__WHAT IS REQUIRED__. Before copying, set the images aside; then transcribe every entry below exactly.

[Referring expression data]
---------------

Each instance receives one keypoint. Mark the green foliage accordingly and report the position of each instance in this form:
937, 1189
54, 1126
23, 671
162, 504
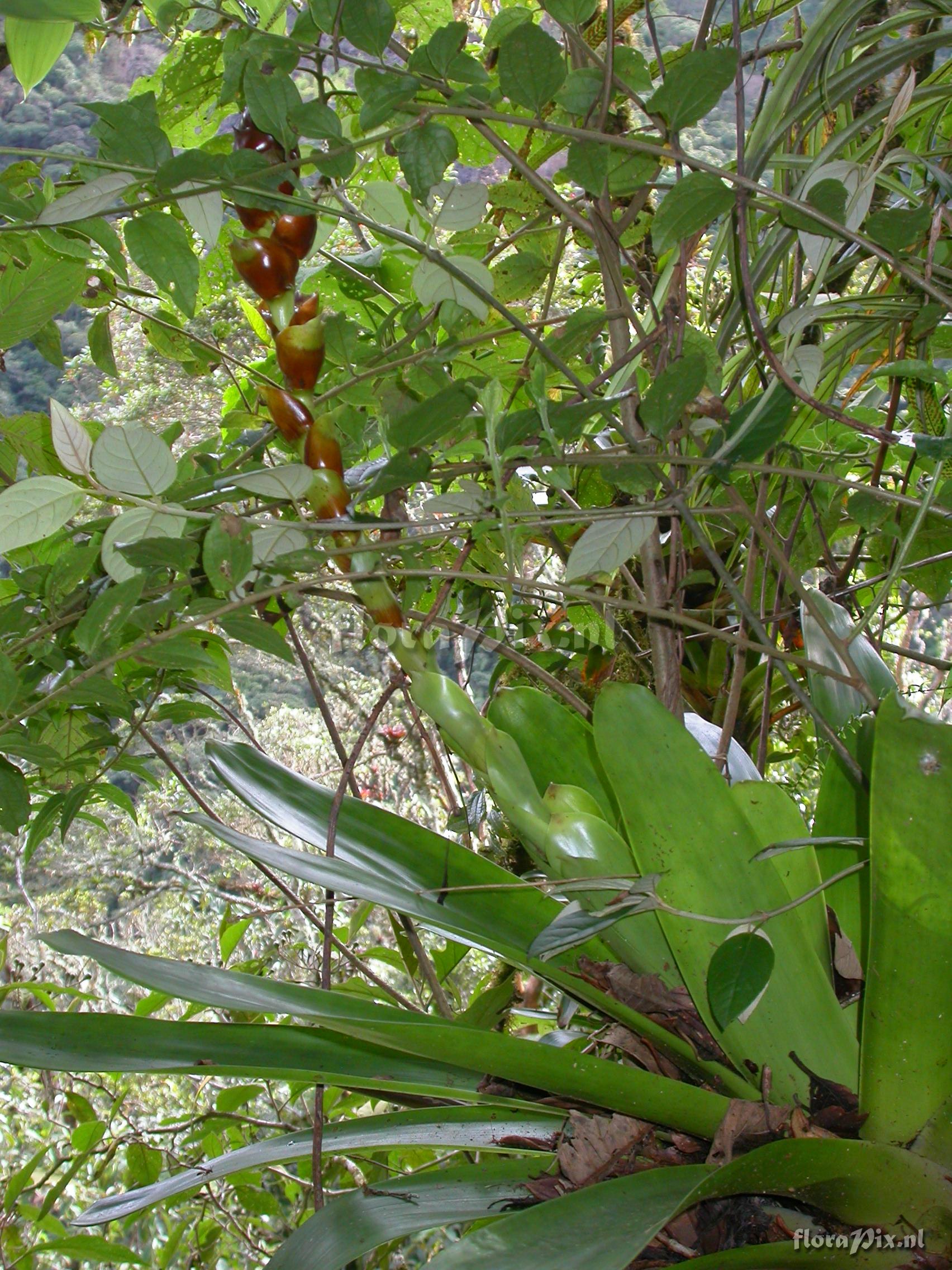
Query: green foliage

---------------

__THE ANSWER__.
Each instance receives one keypoint. Mark the green foliage accordingly and report the position of each instance in this form:
937, 1189
54, 1126
23, 671
162, 504
Query: green foliage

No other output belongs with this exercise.